··· Raw records

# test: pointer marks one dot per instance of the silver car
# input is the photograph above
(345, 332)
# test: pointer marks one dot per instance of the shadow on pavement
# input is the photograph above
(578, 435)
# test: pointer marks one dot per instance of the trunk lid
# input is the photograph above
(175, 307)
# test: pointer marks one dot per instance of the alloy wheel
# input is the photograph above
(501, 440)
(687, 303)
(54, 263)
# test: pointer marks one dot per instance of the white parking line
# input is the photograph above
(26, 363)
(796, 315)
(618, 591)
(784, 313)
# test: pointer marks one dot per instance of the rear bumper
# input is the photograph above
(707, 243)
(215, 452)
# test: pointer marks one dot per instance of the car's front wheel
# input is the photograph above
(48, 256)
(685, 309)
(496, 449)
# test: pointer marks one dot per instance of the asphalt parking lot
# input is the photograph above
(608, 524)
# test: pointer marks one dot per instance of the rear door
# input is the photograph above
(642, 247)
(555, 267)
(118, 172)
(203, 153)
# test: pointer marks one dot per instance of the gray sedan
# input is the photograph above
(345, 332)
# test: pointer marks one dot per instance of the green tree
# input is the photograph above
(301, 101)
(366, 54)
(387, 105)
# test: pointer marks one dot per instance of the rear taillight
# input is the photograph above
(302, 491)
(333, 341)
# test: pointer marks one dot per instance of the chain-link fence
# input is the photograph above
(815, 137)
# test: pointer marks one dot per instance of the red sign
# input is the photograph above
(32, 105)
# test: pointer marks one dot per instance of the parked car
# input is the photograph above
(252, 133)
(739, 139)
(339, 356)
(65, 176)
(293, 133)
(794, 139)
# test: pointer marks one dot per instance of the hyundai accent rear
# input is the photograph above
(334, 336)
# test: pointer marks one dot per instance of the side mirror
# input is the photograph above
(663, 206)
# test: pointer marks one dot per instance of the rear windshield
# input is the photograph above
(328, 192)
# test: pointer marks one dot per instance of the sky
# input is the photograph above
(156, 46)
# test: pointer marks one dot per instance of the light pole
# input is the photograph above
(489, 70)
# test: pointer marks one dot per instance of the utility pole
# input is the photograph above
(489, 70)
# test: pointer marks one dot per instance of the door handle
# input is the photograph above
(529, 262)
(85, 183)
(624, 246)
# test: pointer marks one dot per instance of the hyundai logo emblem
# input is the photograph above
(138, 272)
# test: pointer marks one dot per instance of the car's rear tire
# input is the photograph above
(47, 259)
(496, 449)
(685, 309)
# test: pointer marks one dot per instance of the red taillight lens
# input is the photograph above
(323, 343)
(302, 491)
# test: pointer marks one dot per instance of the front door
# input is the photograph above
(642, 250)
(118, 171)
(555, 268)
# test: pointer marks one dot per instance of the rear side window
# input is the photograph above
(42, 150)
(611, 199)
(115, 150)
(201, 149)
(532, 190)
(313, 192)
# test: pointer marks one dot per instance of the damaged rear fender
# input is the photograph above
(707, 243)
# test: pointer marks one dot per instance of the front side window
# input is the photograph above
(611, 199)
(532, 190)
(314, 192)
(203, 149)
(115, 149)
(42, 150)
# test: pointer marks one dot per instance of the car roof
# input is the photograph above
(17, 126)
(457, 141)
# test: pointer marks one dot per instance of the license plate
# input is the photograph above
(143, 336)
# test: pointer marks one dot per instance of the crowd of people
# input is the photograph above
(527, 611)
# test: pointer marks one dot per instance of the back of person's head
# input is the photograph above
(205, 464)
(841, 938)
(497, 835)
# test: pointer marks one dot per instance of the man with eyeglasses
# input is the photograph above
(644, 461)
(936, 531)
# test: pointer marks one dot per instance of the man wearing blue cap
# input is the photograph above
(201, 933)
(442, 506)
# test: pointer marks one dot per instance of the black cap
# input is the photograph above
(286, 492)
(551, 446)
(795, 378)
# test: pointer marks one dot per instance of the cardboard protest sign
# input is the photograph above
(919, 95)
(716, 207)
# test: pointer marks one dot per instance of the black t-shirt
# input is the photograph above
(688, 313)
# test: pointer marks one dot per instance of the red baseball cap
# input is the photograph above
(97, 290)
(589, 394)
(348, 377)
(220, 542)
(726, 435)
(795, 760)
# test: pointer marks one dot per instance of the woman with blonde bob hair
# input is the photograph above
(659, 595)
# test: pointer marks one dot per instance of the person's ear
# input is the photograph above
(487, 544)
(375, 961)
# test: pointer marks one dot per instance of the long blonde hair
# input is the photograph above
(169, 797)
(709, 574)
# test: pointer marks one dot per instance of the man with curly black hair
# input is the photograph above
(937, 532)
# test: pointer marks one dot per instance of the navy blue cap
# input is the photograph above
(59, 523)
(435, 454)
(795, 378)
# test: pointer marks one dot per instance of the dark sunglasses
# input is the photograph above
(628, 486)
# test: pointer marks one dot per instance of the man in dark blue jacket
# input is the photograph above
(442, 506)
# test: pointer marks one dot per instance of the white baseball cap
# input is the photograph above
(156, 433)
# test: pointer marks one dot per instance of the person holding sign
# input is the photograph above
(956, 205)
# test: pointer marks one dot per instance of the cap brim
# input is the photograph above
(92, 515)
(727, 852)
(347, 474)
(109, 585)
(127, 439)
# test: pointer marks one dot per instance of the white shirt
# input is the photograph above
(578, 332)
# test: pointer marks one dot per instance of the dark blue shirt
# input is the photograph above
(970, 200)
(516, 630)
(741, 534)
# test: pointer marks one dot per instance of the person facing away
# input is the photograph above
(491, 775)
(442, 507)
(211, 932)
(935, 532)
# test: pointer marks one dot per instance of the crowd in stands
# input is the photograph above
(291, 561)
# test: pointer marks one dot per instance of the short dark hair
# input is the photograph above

······

= The exercise =
Reproduce the data word for word, from the line containing "crowd in stands" through the end of the data.

= Task output =
# test: pointer marks one dot per instance of the crowd in stands
# input is the photograph above
(291, 561)
# test: pointer marks one dot per instance of the short dark hair
# input is the photograph above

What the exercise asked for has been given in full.